**Work task**
For the entries below, report the number of lines where the string "instance" appears, and only that number.

### Data section ###

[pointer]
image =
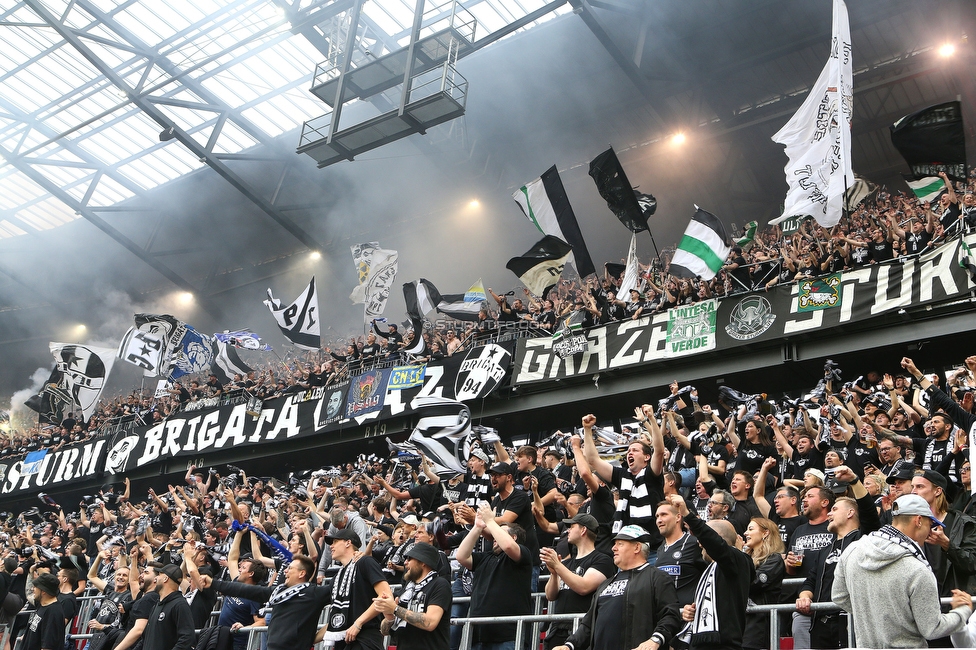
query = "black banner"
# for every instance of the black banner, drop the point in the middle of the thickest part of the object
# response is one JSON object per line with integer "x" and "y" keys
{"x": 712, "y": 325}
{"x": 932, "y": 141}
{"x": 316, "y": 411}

###
### Data section ###

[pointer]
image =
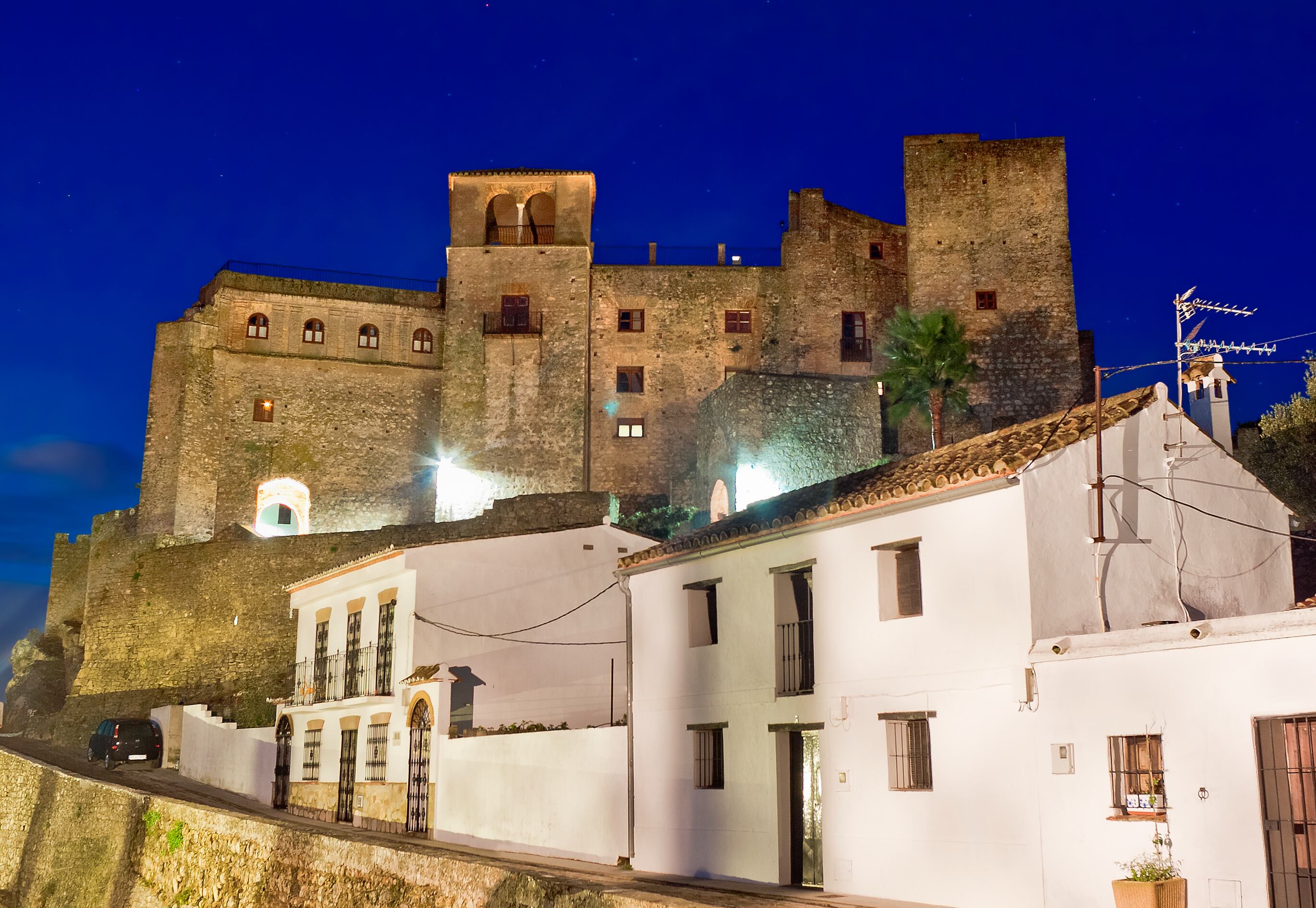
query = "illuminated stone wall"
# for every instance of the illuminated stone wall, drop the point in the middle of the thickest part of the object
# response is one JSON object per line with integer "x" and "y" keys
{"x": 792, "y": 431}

###

**Answer to this task**
2